**EXERCISE DESCRIPTION:** Where in the material does the word "below" appear? Copy each line that has it.

**DATA PROVIDED:**
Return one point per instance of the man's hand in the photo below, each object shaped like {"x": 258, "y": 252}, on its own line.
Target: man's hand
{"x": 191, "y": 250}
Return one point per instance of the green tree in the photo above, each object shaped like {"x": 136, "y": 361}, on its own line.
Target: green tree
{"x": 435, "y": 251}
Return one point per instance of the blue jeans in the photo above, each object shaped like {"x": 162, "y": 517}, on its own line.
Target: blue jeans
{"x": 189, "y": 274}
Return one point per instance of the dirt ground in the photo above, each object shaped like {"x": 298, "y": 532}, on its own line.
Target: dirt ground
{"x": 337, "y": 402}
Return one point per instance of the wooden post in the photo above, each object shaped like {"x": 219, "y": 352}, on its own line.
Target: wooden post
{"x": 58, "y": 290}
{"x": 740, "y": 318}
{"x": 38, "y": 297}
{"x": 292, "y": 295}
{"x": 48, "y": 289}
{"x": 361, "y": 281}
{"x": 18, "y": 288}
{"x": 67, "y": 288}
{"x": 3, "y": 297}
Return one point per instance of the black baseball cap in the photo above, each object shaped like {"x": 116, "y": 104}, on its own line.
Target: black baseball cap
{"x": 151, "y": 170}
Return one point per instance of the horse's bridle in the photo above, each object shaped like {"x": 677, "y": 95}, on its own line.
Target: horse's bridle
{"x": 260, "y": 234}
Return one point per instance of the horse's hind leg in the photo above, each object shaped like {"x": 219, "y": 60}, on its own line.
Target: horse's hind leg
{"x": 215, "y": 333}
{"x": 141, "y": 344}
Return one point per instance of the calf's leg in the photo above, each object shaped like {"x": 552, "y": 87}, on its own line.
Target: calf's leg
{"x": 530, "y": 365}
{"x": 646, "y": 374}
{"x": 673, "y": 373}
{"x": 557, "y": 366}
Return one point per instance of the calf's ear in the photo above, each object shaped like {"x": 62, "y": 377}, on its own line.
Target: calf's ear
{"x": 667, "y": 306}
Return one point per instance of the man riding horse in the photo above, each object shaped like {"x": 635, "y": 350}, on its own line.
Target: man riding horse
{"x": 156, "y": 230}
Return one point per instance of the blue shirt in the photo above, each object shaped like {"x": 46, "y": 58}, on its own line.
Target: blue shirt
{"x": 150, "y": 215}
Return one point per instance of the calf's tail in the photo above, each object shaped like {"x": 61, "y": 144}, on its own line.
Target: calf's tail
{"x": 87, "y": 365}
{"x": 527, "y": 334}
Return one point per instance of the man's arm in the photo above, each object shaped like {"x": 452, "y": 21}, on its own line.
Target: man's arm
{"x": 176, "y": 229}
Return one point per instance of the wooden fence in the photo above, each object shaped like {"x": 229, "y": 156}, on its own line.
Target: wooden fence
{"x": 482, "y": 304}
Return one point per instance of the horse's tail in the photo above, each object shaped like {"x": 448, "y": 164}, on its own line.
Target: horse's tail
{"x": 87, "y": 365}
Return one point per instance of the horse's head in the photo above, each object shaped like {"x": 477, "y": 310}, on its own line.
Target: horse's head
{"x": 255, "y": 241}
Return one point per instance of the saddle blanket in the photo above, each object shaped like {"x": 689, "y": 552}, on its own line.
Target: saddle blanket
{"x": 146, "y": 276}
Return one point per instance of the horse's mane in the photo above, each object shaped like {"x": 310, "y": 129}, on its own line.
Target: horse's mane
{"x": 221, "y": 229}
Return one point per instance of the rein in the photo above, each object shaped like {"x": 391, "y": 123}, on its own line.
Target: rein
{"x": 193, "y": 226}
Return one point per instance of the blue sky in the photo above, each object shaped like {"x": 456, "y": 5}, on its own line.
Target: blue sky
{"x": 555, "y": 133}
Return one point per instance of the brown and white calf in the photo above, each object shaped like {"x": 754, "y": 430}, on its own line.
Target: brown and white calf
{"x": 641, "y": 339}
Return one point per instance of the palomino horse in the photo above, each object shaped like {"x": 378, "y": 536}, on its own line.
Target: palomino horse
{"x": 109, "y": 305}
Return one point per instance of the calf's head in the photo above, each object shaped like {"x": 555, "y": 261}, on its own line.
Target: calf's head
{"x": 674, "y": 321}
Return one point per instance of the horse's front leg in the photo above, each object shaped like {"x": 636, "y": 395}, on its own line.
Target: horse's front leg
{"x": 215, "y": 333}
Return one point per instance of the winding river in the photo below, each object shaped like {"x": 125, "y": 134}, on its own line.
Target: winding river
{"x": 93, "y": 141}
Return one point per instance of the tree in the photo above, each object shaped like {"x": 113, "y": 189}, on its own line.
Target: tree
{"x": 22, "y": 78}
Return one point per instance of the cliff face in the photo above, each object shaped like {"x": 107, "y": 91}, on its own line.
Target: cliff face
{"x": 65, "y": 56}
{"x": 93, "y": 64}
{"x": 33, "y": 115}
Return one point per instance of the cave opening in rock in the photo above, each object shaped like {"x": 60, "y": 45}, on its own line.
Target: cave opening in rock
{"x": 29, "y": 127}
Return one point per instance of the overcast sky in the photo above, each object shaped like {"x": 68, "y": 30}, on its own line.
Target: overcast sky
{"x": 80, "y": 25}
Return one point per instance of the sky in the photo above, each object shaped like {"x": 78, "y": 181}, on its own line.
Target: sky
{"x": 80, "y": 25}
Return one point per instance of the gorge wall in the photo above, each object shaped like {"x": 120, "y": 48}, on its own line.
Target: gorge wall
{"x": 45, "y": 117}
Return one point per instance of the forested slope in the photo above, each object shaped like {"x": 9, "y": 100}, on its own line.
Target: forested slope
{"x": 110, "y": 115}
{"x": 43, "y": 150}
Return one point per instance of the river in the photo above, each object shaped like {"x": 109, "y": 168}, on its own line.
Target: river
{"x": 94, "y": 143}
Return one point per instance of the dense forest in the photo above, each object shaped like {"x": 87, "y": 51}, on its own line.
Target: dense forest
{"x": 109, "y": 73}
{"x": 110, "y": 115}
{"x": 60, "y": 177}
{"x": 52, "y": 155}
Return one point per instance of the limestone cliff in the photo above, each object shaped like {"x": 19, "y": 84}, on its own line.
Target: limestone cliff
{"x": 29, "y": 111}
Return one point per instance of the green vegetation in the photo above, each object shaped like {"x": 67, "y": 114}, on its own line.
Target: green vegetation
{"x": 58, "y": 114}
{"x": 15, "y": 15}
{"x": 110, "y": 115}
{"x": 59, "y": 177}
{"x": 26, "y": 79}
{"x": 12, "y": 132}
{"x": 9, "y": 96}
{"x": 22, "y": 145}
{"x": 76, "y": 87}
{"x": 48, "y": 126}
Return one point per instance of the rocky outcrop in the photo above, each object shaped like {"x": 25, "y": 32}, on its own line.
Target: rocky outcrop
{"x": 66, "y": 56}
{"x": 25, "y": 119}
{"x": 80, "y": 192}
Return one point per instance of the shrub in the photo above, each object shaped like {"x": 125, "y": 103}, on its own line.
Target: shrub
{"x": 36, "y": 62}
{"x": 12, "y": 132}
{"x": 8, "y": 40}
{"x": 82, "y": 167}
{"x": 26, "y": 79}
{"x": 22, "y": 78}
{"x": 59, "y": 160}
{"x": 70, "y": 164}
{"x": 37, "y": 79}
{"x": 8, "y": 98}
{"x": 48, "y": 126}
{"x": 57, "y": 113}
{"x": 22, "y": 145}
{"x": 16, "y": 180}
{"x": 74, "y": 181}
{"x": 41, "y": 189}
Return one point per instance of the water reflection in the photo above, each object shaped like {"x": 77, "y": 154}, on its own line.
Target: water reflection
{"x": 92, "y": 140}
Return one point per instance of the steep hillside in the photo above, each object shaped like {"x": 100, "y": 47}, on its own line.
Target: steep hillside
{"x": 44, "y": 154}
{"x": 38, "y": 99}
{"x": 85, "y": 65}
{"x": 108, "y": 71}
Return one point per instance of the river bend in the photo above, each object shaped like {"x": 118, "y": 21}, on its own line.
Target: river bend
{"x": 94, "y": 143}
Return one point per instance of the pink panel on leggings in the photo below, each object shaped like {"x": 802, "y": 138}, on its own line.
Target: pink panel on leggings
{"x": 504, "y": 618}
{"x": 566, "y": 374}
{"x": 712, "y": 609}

**EXERCISE ANSWER:**
Return one point per instance of the man's hand in the photo below, each object shaped like {"x": 258, "y": 252}, on its own line.
Return one point per instance of the winding river in the photo below, each object shaped like {"x": 125, "y": 134}, on its own line.
Return one point per instance of the pink panel on leggings in the photo below, each object shaped like {"x": 802, "y": 138}, on its own line.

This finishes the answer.